### Provided records
____
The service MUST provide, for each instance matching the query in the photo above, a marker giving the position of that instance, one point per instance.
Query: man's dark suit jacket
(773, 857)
____
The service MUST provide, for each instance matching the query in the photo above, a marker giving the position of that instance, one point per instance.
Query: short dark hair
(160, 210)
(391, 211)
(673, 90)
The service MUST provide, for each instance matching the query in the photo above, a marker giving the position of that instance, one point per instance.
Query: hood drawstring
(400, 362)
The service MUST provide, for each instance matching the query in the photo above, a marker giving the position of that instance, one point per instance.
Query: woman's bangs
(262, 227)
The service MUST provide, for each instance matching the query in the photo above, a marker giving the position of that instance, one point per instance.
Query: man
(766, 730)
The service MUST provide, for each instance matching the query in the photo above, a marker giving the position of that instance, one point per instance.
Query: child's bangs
____
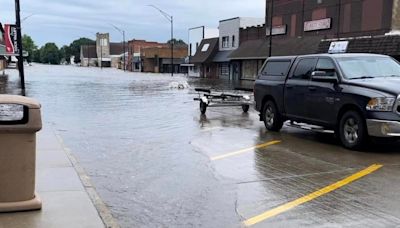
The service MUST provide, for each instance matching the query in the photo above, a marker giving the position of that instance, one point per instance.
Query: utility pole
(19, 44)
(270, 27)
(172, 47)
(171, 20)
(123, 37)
____
Would you copy, unchanged, the stretch of the records above that begins at the line containing "Query: hood drawstring" and ends at the line containing "Query: child's bangs", and only that?

Query: hood drawstring
(400, 362)
The service MUST provide, for each instance matching the query in the photo above, a marker giving the position of that instance, one point per instance.
Query: woman's bangs
(262, 227)
The service MUST provide, for each instance matching the query in the photo above, a marker giving the position of that instance, one point per instance.
Query: man
(766, 730)
The service MUST provide, for each instance matching the query in the photo above, a marker giving the position of that instance, one point per instance.
Query: child's bangs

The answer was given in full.